Assigned task
Give back the entries below verbatim.

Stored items
::::

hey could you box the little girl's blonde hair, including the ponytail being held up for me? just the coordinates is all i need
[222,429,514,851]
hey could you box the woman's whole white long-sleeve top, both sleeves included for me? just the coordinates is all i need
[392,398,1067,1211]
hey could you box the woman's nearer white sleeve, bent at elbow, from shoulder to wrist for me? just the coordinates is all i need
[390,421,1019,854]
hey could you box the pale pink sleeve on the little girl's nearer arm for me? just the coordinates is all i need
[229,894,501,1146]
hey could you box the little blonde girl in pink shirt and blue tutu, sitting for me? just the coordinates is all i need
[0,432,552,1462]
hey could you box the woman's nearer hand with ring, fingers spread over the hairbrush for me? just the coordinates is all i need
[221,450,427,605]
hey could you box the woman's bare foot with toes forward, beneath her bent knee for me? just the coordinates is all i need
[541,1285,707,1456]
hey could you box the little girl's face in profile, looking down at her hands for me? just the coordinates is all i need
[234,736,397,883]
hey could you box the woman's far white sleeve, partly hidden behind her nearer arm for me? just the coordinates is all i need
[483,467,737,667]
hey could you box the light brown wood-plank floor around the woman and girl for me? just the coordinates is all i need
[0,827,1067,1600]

::::

Answer space
hey could you box the little girl's blonde hair, including the ponytail being held up for me? just the coordinates is all i need
[222,429,514,851]
hey could you box the woman's whole white long-sleeve top, both sleeves included for me? just the coordinates is all i need
[392,398,1067,1211]
hey could you box the woman's nearer white sleeve, bent at elbow, from shoulder to wrist for me? just the coordinates is all i need
[390,421,1019,854]
hey could you box the pale pink sleeve on the little girl's nearer arm for me? just the coordinates is all i need
[229,894,501,1146]
hey could you box the little blonde girl in pink shirt and blue tutu, sitting for me? just the coordinates is all i need
[0,432,552,1462]
hey could you box the woman's nearer hand with ring, fingers spread over the hairbrush for me? just the coordinates is all i need
[221,450,427,605]
hey could you box the woman's bare foot with toes forward, beneath her bent knee for me? just the coordinates is all i need
[541,1285,707,1456]
hey could you box the little girl's face in profile, looking down at her hands for me? just the coordinates is all i need
[234,736,397,883]
hey could you box the woman's far white sleeve, partly hidden behind her nearer arm for me? just the coordinates is all i need
[483,467,737,667]
hey could you box the light brown wood-plank floor around the woman and girl for me? just the coordinates is all i need
[0,827,1067,1600]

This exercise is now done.